Duplicate without any change the stretch from the line containing "Our analyst would like the closet interior" through the end of the rows.

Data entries
* begin *

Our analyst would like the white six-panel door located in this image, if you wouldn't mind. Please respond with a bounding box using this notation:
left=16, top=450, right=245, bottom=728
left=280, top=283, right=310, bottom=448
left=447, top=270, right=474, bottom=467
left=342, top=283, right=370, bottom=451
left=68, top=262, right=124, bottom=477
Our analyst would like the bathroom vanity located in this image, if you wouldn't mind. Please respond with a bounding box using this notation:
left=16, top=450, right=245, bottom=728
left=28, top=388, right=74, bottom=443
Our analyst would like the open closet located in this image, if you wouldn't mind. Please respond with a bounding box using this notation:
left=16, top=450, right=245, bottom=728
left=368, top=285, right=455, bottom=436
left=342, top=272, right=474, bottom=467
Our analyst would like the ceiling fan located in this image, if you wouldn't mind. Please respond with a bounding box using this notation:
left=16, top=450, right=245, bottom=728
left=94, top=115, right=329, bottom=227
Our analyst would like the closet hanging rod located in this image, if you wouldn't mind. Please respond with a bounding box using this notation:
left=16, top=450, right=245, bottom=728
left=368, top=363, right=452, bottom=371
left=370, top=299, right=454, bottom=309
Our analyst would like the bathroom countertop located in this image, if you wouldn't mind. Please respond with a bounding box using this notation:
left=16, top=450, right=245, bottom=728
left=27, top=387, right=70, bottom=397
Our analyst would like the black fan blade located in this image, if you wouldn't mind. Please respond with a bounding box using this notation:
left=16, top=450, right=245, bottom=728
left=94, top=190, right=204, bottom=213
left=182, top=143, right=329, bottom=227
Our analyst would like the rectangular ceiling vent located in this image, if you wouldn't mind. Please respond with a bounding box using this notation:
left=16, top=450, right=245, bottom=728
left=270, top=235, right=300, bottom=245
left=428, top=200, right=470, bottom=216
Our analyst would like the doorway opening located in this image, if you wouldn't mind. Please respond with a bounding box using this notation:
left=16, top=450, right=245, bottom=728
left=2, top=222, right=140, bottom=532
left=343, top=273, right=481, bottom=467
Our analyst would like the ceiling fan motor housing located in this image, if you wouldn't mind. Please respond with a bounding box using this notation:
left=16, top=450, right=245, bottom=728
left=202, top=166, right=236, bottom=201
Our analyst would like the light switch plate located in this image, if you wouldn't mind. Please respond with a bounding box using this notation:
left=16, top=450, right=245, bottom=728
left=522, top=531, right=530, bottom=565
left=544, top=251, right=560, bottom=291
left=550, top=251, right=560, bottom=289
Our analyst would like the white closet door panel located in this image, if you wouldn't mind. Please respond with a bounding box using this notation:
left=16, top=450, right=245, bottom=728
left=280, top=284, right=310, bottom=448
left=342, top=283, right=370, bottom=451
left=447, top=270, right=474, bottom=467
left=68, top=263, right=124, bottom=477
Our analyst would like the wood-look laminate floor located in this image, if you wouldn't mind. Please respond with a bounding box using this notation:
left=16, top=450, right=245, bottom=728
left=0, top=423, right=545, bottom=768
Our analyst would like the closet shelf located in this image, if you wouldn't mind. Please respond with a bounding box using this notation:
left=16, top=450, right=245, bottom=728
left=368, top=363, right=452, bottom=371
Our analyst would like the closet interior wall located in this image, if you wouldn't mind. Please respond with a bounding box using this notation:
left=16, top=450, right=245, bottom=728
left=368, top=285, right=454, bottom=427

* end *

Expected answer:
Our analyst would like the closet interior wall located in this image, if you wouldn't mind. Please respond with a bounding box using this notation:
left=16, top=450, right=245, bottom=728
left=368, top=285, right=454, bottom=427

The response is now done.